*Exercise task*:
Rescale the entries between the lines holding "Note: point to every instance of the black bag" and "x=930, y=823", inclusive, and give every line in that span again, requests included. Multiply each answer coordinate by 0.9 and round to the nearest whole number, with halves rounded up; leave the numbers in the requests and in their format samples unchanged.

*Records supplied*:
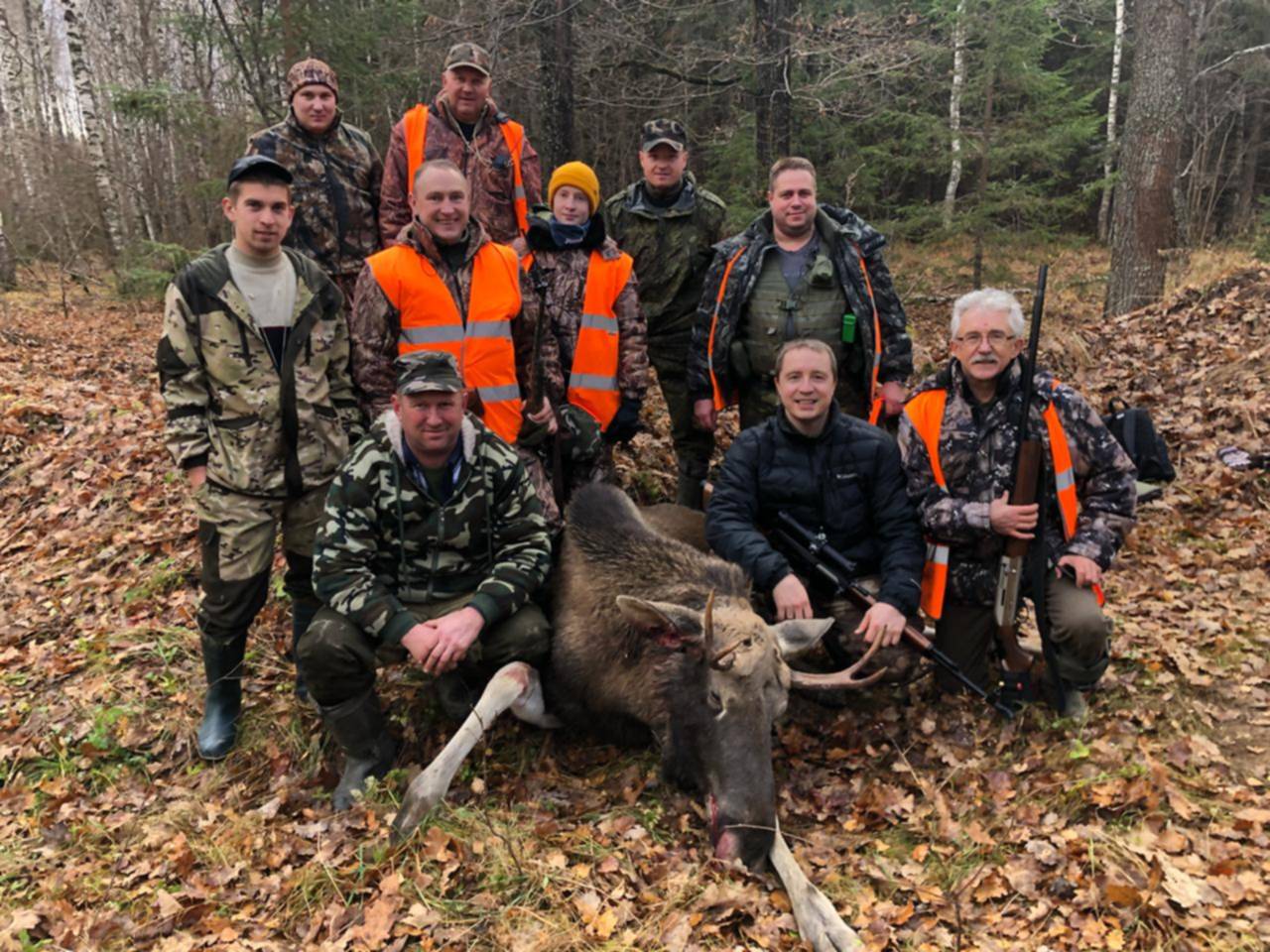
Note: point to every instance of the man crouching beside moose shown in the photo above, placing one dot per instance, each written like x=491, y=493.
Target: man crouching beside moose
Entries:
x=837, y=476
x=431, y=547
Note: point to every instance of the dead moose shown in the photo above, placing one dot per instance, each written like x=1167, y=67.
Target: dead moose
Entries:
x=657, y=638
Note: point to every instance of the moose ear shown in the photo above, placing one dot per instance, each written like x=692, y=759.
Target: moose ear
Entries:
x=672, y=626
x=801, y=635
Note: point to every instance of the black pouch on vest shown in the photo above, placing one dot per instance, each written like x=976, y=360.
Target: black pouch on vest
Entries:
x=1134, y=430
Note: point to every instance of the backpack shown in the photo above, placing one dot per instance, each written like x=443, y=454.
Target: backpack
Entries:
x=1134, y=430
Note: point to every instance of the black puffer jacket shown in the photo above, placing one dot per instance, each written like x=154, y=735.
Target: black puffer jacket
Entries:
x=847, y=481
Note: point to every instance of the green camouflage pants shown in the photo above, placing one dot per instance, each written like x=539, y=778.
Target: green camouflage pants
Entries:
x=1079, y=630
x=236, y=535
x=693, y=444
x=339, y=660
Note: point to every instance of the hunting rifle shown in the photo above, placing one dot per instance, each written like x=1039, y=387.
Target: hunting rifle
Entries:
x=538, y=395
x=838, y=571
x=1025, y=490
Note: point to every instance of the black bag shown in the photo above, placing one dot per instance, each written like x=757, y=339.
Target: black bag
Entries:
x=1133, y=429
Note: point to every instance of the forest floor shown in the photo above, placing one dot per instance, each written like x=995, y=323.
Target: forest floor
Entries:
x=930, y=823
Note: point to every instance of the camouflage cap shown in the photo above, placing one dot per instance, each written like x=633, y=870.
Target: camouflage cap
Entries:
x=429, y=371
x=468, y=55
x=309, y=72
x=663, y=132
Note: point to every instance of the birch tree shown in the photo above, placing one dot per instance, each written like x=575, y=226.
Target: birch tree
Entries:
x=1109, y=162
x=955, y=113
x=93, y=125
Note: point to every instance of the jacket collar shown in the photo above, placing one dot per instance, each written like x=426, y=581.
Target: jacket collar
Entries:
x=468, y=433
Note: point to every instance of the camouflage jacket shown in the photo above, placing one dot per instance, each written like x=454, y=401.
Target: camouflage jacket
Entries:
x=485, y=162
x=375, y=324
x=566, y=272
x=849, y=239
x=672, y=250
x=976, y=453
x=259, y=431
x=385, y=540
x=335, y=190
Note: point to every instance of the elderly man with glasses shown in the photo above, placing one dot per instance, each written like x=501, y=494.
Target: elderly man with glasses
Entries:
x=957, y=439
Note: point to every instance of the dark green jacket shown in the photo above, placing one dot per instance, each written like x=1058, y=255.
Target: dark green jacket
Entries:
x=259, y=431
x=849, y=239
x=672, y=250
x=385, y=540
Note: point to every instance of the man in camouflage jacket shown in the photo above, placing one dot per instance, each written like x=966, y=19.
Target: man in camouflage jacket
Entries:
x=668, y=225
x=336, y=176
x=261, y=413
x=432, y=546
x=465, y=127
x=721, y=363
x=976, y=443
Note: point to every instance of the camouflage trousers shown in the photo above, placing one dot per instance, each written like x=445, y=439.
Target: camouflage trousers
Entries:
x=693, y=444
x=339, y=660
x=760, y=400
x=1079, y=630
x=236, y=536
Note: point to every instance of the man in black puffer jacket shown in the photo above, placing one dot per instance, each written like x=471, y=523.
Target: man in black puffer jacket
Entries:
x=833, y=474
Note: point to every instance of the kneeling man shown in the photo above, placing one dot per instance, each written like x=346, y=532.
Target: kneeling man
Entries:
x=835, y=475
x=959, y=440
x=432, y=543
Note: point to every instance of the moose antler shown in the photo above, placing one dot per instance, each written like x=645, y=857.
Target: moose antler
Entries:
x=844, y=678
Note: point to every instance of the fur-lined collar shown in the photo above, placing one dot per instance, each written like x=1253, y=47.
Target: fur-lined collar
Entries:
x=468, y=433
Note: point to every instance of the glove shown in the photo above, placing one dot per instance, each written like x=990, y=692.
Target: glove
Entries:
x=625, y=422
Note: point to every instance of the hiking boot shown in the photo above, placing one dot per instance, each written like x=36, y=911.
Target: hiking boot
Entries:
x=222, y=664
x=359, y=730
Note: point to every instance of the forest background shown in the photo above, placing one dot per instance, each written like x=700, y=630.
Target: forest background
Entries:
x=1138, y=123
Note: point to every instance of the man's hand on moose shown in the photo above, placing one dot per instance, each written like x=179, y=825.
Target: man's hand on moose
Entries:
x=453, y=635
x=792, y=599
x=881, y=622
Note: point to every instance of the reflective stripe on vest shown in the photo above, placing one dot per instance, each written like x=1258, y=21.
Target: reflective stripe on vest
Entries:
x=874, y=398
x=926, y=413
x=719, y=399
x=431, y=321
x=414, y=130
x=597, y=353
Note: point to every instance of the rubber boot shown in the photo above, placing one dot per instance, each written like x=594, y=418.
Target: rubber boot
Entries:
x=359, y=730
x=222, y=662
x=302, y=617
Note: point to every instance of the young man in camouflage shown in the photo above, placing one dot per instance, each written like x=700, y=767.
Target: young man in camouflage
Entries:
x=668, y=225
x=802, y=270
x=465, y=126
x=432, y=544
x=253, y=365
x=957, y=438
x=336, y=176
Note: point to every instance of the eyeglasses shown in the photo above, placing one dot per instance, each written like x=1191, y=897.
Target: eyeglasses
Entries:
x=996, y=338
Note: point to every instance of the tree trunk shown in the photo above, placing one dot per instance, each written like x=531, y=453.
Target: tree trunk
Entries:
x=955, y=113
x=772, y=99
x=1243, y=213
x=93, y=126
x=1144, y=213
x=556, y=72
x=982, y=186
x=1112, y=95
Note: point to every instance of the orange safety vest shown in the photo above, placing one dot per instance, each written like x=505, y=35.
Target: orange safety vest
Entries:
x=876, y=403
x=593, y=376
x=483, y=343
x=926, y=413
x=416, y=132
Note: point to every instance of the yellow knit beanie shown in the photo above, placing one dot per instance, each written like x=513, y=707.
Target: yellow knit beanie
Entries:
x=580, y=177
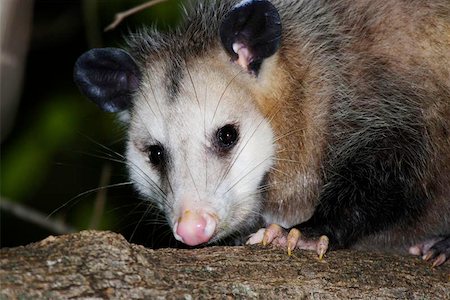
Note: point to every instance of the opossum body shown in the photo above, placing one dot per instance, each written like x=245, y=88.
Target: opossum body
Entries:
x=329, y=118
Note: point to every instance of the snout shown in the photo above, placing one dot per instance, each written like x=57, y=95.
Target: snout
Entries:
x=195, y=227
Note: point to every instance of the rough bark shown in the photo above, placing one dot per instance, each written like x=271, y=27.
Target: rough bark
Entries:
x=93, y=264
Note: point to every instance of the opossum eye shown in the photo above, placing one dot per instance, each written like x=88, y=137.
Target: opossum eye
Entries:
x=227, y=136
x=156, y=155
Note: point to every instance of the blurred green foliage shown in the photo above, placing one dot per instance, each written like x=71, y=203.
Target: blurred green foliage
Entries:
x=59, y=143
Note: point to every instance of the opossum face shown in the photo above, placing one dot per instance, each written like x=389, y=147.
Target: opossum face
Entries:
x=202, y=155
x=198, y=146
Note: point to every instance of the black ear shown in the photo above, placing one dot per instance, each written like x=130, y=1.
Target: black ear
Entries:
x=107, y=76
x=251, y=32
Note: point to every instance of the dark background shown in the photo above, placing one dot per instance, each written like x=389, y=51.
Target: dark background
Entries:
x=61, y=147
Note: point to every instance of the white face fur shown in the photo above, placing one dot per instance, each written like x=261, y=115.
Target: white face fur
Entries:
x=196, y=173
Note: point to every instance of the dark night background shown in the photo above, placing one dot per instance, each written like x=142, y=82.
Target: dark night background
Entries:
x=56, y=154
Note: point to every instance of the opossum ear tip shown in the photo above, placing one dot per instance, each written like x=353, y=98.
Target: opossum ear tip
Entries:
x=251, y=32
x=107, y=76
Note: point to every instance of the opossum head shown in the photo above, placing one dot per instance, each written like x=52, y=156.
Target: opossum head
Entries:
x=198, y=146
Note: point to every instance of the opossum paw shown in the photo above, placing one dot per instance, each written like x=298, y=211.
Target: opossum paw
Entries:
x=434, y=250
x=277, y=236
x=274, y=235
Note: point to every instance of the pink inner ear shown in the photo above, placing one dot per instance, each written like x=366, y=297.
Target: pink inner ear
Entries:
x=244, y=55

--

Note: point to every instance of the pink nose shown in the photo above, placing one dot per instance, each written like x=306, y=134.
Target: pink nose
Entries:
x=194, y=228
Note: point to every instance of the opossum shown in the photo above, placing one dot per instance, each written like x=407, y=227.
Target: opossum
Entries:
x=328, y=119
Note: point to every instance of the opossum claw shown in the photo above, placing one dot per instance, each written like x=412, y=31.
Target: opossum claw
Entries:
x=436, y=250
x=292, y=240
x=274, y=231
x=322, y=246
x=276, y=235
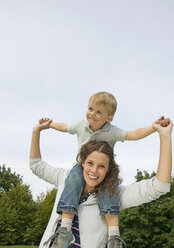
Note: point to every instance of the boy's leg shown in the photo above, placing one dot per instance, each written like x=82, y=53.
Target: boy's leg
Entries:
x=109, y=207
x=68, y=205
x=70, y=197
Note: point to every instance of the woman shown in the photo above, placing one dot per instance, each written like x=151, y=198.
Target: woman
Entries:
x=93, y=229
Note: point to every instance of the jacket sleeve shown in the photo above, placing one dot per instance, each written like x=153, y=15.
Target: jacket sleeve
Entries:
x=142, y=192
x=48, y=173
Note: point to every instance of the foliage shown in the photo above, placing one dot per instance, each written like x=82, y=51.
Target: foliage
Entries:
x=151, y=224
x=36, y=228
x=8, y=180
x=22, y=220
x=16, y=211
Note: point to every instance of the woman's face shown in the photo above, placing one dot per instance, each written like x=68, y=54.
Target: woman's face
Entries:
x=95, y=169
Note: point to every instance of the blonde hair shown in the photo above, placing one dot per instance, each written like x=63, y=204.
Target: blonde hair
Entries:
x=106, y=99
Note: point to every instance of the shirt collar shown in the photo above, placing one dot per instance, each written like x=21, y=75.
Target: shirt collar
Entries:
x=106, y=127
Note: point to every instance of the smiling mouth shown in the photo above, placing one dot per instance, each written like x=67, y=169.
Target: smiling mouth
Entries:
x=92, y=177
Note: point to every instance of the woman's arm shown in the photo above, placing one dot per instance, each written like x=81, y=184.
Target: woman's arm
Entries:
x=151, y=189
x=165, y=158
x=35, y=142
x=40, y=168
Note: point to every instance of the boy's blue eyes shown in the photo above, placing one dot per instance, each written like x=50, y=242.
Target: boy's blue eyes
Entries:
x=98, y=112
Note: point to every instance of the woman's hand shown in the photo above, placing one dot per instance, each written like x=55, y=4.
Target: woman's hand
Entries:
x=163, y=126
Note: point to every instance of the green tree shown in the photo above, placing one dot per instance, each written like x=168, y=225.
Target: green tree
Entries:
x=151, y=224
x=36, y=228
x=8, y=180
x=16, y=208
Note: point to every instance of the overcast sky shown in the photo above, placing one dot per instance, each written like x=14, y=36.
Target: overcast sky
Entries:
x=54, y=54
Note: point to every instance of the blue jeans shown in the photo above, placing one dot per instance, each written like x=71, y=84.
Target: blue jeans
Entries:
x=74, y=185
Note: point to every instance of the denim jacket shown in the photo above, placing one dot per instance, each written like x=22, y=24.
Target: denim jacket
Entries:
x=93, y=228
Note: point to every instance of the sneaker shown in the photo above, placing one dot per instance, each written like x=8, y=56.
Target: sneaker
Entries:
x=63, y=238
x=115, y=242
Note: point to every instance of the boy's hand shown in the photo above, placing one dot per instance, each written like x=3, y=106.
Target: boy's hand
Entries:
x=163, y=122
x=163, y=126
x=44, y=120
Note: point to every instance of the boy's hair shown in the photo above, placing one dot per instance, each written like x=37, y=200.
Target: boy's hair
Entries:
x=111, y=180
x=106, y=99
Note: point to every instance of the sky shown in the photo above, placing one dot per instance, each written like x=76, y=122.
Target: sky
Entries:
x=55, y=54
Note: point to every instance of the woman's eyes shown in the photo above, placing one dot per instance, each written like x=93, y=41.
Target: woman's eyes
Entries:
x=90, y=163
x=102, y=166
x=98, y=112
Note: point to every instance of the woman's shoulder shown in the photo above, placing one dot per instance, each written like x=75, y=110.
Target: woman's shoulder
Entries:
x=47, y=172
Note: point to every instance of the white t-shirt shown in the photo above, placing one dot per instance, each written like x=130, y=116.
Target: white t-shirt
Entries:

*Final result*:
Note: point to every instance of the black bag shown in the photo above, placing one dot per instance, each written like x=757, y=339.
Target: black bag
Entries:
x=1020, y=386
Note: point to every instance of the forest floor shown in the photo above, placing one dot per instance, each written like x=995, y=323.
Target: forest floor
Entries:
x=837, y=741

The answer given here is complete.